§ **The task**
Pull out every line in the listing below that contains the string "banner". Case counts.

-- Begin Given data --

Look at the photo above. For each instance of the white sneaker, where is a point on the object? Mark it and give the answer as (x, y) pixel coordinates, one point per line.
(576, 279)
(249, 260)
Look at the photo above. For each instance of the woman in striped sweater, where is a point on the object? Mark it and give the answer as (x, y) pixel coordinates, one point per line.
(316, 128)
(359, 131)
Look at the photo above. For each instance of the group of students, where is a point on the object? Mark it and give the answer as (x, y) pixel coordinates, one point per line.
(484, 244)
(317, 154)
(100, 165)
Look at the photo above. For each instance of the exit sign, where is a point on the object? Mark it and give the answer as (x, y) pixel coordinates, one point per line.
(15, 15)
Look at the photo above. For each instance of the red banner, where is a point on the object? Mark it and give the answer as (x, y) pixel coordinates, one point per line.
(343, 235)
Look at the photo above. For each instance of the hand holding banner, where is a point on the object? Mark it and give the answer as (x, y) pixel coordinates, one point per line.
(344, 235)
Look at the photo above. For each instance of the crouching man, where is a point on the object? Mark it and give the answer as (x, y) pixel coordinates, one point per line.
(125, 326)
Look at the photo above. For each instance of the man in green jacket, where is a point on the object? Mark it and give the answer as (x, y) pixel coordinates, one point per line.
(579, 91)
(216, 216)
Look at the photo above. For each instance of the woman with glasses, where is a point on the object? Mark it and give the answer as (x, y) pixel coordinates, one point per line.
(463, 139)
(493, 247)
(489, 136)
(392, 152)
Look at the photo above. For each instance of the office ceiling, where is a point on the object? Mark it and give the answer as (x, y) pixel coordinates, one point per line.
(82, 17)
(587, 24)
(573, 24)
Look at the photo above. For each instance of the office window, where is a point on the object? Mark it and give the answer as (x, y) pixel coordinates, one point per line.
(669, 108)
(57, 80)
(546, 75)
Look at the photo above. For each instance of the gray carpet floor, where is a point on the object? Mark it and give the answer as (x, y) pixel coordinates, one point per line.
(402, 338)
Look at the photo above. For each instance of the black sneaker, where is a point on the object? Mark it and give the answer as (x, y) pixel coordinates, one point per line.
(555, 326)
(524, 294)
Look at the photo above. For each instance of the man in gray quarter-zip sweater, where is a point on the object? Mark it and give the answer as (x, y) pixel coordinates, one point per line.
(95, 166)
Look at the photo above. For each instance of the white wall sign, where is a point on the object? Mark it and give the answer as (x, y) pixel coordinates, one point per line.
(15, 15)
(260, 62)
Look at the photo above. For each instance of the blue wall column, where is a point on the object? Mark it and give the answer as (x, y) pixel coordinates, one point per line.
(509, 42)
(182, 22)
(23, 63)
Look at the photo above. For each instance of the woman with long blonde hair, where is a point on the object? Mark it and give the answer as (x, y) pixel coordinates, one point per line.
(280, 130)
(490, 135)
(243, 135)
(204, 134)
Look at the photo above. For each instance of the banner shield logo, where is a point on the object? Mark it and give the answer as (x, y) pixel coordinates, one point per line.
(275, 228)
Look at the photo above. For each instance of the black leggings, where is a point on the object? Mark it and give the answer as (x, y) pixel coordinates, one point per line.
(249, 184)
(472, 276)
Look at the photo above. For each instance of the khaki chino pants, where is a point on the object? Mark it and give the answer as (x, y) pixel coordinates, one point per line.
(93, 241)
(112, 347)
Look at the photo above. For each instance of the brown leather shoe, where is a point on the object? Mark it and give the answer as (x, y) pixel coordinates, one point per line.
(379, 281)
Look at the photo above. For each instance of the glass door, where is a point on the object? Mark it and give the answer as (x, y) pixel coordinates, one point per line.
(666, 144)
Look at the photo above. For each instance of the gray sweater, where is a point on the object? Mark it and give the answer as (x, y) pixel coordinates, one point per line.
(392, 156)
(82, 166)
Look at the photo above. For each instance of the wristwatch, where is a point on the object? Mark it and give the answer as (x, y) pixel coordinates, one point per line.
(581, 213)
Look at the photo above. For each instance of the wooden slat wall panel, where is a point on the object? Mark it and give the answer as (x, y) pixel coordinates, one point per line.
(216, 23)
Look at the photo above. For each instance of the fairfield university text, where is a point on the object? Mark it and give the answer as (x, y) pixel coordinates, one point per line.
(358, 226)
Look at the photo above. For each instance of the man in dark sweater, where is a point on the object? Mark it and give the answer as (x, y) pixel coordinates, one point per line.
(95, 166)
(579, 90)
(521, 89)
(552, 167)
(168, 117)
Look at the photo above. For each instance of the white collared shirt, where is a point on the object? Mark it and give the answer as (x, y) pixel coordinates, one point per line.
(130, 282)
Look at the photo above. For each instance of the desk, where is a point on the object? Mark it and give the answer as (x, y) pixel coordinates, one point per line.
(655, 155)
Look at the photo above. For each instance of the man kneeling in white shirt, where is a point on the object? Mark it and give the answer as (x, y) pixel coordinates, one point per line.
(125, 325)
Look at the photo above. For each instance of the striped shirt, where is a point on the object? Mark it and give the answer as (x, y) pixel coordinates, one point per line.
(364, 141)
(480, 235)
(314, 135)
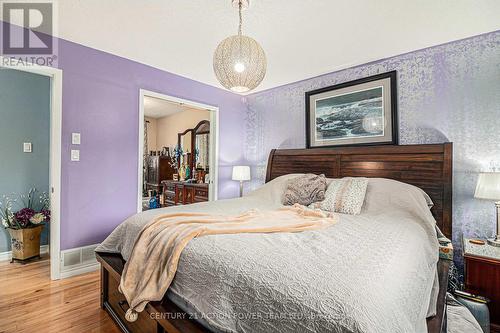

-- End Given data --

§ **Solution to this problem**
Look at the photo above. For each instance of the red banner, where is a point on the object? Mark it and give the answer as (x, y) pixel coordinates, one point per line.
Look at the photo above. For each instance of the hand holding banner, where is a point on the object? Mark it and give the answer as (x, y) pixel coordinates, one point per line.
Look at the photo above. For each instance of the banner shield logo, where is a point on the object? Mark it and give the answer as (x, y) pixel coordinates, one point per line.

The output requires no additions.